§ **TO DO**: Scan the entries below for the word "lane", then copy each line that holds it.

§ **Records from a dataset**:
::::
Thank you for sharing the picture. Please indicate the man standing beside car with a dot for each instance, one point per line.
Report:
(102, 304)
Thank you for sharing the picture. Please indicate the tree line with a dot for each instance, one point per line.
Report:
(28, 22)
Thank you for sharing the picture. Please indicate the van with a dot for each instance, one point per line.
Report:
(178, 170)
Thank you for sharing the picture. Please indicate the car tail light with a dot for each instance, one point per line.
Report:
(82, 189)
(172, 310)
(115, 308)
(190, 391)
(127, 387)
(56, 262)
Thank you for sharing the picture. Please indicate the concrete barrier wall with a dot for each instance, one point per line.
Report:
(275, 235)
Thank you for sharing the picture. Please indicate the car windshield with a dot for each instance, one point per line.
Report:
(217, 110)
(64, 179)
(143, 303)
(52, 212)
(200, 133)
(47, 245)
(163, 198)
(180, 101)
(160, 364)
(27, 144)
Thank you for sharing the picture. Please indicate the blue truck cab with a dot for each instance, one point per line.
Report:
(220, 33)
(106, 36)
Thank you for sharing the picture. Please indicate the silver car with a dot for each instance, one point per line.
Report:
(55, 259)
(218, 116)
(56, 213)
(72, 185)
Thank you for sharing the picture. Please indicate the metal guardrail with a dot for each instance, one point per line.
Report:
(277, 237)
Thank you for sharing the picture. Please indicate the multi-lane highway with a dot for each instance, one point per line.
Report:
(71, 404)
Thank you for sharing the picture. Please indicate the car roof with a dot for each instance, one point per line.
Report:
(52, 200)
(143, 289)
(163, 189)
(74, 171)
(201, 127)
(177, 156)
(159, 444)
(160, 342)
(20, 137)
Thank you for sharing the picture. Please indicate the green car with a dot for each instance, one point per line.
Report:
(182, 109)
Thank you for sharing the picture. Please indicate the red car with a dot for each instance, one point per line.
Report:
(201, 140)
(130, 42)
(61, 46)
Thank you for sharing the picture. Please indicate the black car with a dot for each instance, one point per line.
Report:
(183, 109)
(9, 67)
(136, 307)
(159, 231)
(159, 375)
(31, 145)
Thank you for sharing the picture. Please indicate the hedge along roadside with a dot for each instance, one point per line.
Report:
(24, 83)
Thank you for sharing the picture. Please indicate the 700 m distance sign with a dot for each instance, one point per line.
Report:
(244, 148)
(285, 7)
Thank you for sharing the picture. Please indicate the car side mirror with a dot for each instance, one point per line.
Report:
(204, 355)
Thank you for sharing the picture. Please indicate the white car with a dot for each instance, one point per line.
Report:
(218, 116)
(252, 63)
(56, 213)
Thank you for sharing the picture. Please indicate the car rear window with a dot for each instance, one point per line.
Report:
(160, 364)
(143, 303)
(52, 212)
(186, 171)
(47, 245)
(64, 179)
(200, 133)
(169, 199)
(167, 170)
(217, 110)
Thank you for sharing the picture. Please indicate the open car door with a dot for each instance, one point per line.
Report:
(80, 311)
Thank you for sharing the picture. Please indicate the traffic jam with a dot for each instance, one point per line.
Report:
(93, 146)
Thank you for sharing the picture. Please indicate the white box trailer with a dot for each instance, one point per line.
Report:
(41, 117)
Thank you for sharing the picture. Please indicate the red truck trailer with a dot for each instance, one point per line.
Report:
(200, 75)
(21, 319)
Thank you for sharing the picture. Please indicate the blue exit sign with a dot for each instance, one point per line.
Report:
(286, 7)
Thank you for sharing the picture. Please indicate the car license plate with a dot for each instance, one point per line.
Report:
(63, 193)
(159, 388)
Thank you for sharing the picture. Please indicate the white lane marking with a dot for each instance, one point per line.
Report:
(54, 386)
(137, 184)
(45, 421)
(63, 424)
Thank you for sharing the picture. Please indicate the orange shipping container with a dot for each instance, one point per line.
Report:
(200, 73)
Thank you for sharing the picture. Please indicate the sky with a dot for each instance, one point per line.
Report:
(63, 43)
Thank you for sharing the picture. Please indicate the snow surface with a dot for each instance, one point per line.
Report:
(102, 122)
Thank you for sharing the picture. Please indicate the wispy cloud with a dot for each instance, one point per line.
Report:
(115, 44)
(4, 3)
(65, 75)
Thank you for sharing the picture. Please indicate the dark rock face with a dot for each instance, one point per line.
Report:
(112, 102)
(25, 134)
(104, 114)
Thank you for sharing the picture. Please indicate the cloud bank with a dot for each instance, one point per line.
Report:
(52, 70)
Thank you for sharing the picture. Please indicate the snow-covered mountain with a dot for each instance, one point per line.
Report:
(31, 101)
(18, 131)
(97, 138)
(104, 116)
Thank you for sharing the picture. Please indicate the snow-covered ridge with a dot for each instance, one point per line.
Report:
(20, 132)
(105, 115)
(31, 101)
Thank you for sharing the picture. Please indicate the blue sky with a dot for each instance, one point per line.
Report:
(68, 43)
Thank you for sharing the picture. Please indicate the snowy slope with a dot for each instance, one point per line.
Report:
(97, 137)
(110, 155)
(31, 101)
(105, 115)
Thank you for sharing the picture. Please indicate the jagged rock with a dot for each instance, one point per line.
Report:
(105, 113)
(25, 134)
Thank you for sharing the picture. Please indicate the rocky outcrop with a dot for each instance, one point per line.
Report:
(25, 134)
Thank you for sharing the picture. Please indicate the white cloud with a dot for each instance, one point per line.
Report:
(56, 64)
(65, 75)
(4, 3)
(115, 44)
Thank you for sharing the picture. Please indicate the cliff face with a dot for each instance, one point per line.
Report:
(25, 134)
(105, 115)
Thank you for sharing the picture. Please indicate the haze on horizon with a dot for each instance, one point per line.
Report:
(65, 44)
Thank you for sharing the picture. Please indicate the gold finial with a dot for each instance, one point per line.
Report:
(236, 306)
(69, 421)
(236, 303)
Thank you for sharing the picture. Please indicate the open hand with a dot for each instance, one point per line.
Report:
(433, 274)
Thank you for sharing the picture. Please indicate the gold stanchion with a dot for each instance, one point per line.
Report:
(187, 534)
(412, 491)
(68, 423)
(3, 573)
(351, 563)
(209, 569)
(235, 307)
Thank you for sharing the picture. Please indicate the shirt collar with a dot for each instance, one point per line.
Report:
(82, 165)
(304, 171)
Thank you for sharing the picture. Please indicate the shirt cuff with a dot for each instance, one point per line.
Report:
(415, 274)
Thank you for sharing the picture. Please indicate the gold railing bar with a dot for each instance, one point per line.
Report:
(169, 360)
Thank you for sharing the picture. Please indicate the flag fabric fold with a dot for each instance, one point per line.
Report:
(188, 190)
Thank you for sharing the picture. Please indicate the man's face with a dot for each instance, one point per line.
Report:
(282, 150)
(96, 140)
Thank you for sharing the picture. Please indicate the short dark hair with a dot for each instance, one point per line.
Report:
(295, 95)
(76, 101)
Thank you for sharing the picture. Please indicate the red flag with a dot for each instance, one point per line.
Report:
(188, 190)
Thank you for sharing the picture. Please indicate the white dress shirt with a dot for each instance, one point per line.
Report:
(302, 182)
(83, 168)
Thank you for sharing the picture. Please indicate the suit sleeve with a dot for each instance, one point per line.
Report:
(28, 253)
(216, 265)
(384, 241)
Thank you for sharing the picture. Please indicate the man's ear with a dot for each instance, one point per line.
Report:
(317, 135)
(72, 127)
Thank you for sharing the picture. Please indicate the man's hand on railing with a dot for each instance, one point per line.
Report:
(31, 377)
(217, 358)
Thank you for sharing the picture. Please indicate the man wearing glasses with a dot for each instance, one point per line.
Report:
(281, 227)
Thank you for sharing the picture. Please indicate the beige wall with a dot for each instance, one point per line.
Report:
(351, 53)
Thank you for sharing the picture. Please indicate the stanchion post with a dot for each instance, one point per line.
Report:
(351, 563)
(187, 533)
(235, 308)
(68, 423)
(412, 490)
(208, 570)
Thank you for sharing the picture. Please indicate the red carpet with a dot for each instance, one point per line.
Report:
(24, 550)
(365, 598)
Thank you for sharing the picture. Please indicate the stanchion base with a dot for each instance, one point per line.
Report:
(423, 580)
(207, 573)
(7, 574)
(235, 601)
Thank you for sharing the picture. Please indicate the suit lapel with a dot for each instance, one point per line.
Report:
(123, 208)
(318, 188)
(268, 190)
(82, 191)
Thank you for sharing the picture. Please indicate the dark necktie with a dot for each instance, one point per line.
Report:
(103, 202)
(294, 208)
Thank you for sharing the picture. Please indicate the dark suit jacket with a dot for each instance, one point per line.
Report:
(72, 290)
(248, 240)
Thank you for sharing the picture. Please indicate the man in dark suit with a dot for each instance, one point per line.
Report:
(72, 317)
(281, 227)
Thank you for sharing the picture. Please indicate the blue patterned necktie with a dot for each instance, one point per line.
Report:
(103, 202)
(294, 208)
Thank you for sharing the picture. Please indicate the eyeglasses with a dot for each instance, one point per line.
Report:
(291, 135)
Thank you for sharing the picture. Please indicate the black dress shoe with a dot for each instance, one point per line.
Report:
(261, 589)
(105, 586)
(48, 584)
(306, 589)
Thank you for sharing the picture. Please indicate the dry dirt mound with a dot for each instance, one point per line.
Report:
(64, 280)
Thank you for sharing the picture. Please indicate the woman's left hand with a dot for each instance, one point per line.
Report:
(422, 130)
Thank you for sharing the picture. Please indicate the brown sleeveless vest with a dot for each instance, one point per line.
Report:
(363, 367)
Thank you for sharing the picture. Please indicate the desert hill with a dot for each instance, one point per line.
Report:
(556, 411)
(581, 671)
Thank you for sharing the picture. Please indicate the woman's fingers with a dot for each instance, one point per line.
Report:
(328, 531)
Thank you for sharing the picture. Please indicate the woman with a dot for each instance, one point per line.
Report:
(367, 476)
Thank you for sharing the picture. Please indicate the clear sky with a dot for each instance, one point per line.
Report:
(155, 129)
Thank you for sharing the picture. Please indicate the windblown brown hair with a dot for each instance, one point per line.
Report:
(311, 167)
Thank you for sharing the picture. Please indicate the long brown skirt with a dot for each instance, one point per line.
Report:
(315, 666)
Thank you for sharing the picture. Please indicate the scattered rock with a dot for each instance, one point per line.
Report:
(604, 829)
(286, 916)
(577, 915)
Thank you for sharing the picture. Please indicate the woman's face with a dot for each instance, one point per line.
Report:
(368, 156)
::::
§ **RESULT**:
Thank you for sharing the picture. Please indicate the multi-lane highway with a dot for each instance, one point per line.
Thank you for sharing the picture. Please indicate the white lane marking with a dot for each instance, one point per line.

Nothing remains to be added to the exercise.